═════ PASSAGE TO READ
M.P.A. program partners with 2022 Mandela Washington Fellowship Program
For the second year in a row, Wayne State University was selected as an institute partner for the Mandela Washington Fellowship for Young African Leaders, a program of the U.S. Department of State with funding provided by the U.S. Government and administered by the International Research & Exchanges Board. This U.S. Department of State program brings young leaders from Sub-Saharan Africa to the U.S. for academic and leadership training.
In 2021, the program was conducted virtually due to the pandemic. However, this year, the program was in-person with Wayne State hosting 25 emerging leaders from 18 nations in Africa. The fellows arrived in June for a six-week Public Management Leadership Institute managed by the Office of International Programs. The M.P.A. program served as the program partner in offering academic content in public management.
The institute curriculum provides executive-style training combined with site visits, community service, and networking opportunities to enhance fellows' public management and leadership skills and allow fellows to develop connections with organizations and professionals in Detroit and southeast Michigan. Dr. Kyu-Nahm Jun served as the academic director and Dr. Alisa Moldavanova served as the faculty coordinator.
══════════
═════ SUPPLIED ENTRIES
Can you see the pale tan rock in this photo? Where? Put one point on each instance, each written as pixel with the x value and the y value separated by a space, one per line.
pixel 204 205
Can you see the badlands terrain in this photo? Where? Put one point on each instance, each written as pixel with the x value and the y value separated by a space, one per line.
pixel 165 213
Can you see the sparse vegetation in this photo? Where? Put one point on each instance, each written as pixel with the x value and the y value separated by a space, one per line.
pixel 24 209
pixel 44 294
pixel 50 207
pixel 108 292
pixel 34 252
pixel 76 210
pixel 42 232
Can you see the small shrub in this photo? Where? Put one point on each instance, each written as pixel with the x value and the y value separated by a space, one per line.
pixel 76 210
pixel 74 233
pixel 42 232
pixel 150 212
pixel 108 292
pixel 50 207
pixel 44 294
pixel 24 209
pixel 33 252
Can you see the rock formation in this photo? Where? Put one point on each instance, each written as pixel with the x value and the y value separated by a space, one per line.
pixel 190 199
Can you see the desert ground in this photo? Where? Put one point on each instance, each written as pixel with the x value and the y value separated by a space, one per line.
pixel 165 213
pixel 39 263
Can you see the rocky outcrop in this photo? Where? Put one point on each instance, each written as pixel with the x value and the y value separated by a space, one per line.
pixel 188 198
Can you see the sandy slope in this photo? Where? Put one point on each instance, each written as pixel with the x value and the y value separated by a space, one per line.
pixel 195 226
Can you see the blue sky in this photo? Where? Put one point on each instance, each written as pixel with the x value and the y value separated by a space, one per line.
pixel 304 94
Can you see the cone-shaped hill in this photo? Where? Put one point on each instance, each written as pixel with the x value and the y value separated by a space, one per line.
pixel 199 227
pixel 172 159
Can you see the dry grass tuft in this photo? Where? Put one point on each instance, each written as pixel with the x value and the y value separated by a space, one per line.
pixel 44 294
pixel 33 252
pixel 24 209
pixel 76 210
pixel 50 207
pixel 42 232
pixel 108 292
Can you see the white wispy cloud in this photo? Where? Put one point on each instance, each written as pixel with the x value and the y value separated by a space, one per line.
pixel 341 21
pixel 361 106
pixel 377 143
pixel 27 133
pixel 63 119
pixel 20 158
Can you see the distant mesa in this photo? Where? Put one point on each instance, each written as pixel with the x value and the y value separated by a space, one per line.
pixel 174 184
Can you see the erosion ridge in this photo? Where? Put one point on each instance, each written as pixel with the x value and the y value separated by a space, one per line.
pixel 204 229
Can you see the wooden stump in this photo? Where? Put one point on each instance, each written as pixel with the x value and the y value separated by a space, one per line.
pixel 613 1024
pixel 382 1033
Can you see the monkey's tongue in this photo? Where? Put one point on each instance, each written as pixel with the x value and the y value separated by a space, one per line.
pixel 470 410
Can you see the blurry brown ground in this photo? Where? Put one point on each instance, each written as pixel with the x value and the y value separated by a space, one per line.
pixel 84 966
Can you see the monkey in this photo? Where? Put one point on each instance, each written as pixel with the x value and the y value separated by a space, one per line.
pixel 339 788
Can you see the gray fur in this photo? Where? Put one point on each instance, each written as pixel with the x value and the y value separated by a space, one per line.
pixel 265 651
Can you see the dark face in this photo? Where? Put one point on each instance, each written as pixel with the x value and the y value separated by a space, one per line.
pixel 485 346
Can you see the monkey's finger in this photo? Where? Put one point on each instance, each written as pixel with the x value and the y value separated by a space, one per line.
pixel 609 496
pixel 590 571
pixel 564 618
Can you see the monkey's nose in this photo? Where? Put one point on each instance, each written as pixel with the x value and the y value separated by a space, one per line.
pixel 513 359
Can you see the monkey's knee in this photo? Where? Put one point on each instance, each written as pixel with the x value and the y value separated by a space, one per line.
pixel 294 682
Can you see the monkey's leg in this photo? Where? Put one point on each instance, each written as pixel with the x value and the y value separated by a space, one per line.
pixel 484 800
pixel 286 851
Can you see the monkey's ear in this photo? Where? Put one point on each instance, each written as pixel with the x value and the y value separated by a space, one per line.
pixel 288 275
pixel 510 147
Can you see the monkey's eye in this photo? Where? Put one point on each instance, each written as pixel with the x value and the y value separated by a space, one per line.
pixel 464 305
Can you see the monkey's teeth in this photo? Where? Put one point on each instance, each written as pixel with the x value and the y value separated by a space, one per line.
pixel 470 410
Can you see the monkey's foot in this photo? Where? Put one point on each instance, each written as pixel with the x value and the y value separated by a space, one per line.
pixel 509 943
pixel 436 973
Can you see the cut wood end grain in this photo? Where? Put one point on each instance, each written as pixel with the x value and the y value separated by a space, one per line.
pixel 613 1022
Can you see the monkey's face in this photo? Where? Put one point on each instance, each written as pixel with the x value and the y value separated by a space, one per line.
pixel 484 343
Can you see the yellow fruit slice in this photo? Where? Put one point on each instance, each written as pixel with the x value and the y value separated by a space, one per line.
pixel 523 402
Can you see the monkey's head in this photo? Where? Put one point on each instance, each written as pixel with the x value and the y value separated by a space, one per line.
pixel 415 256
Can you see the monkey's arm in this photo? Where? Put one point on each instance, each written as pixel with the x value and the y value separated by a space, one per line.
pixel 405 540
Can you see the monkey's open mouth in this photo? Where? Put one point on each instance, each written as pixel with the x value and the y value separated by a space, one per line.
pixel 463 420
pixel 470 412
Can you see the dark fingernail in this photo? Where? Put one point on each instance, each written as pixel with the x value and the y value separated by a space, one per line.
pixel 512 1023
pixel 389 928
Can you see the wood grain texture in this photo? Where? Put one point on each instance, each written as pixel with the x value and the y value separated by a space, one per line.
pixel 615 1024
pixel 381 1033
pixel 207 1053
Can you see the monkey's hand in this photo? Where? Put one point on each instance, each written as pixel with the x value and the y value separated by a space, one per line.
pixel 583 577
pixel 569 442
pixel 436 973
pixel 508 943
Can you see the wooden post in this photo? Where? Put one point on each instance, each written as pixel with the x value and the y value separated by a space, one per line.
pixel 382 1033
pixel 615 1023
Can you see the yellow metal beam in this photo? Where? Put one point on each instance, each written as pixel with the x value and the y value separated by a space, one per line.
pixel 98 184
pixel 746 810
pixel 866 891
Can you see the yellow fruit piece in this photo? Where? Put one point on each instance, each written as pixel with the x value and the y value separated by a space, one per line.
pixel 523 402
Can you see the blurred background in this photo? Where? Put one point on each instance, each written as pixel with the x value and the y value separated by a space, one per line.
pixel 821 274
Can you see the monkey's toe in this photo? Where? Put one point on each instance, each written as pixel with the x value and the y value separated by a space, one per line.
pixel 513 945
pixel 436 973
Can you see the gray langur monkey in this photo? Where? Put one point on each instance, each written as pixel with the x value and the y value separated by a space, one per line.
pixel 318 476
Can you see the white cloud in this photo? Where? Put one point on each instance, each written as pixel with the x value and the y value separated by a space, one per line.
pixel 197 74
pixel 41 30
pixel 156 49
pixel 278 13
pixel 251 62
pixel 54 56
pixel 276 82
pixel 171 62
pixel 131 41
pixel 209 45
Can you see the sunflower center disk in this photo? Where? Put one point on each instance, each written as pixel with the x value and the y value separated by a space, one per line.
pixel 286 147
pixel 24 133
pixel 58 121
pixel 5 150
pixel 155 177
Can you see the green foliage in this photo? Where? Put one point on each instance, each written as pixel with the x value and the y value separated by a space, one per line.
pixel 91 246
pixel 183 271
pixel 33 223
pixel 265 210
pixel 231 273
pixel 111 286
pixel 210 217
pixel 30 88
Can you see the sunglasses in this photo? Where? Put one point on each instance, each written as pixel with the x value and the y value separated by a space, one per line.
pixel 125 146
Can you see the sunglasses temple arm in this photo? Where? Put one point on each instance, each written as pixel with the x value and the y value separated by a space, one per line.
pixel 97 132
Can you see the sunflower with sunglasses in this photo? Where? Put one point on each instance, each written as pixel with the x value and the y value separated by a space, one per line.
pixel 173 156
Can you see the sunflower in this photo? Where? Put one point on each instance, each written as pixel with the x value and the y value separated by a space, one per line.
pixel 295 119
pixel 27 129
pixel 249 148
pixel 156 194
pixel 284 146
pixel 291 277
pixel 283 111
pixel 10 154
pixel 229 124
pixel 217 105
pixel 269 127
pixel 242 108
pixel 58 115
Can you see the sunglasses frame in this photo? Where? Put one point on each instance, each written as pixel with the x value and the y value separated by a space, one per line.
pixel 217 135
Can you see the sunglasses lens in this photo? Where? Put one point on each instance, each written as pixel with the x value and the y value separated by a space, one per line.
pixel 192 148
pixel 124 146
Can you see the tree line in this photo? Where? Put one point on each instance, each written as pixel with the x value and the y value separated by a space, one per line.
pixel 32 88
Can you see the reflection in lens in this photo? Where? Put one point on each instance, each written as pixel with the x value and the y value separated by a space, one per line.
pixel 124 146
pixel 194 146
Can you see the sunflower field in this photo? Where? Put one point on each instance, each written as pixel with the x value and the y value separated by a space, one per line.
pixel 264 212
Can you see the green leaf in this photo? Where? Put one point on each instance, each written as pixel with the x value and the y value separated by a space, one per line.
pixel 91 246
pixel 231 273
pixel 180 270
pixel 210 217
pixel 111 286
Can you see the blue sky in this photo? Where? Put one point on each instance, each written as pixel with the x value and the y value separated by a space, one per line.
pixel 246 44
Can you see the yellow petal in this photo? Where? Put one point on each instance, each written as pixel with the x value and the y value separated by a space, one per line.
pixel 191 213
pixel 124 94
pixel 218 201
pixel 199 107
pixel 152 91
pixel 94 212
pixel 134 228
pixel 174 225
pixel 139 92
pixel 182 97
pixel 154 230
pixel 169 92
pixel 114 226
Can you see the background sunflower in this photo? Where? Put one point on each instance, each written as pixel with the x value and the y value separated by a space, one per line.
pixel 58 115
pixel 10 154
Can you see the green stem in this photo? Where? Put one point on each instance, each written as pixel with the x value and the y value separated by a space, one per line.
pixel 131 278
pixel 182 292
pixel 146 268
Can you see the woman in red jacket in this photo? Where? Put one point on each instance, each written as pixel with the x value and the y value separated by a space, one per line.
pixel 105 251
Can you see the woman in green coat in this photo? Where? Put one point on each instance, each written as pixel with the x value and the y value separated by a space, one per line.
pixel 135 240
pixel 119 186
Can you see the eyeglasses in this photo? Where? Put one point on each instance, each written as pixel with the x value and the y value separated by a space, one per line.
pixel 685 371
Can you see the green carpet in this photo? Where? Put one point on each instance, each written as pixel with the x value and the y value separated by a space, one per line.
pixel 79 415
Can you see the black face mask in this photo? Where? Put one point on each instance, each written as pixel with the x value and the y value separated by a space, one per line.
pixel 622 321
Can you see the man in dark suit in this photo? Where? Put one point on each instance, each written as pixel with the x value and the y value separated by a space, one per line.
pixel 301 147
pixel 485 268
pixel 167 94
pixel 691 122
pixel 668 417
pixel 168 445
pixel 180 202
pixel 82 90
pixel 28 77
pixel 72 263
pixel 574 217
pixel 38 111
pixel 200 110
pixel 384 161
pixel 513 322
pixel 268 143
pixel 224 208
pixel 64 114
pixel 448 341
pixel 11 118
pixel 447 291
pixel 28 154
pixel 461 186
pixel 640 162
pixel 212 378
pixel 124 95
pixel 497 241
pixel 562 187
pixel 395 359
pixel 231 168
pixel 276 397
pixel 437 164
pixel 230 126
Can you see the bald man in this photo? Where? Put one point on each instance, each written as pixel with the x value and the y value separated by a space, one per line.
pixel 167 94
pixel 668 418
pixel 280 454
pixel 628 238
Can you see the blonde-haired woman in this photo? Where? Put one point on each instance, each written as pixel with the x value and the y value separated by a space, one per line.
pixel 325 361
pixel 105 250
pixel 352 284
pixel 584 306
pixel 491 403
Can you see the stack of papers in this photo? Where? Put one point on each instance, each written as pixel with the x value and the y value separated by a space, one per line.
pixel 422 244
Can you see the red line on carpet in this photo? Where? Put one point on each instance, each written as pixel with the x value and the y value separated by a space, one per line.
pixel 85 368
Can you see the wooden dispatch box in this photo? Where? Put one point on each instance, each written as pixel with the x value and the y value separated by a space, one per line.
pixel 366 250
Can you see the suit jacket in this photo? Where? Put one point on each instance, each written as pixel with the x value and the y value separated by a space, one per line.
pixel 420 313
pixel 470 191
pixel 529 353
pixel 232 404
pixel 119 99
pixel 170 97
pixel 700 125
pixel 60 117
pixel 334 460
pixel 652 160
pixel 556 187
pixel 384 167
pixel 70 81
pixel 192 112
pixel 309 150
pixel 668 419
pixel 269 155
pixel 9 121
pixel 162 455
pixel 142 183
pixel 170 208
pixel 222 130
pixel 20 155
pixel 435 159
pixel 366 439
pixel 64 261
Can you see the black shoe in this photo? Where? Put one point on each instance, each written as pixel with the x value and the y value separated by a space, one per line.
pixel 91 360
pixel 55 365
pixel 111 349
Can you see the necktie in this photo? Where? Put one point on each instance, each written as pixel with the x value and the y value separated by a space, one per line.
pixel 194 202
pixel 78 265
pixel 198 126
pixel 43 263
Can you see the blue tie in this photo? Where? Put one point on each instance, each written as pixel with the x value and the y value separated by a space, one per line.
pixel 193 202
══════════
• **EXERCISE GOAL**:
Render this sentence from the Mandela Washington Fellowship text in Spanish: "In 2021, the program was conducted virtually due to the pandemic."

• **REPLY**:
En 2021, el programa se llevó a cabo de manera virtual debido a la pandemia.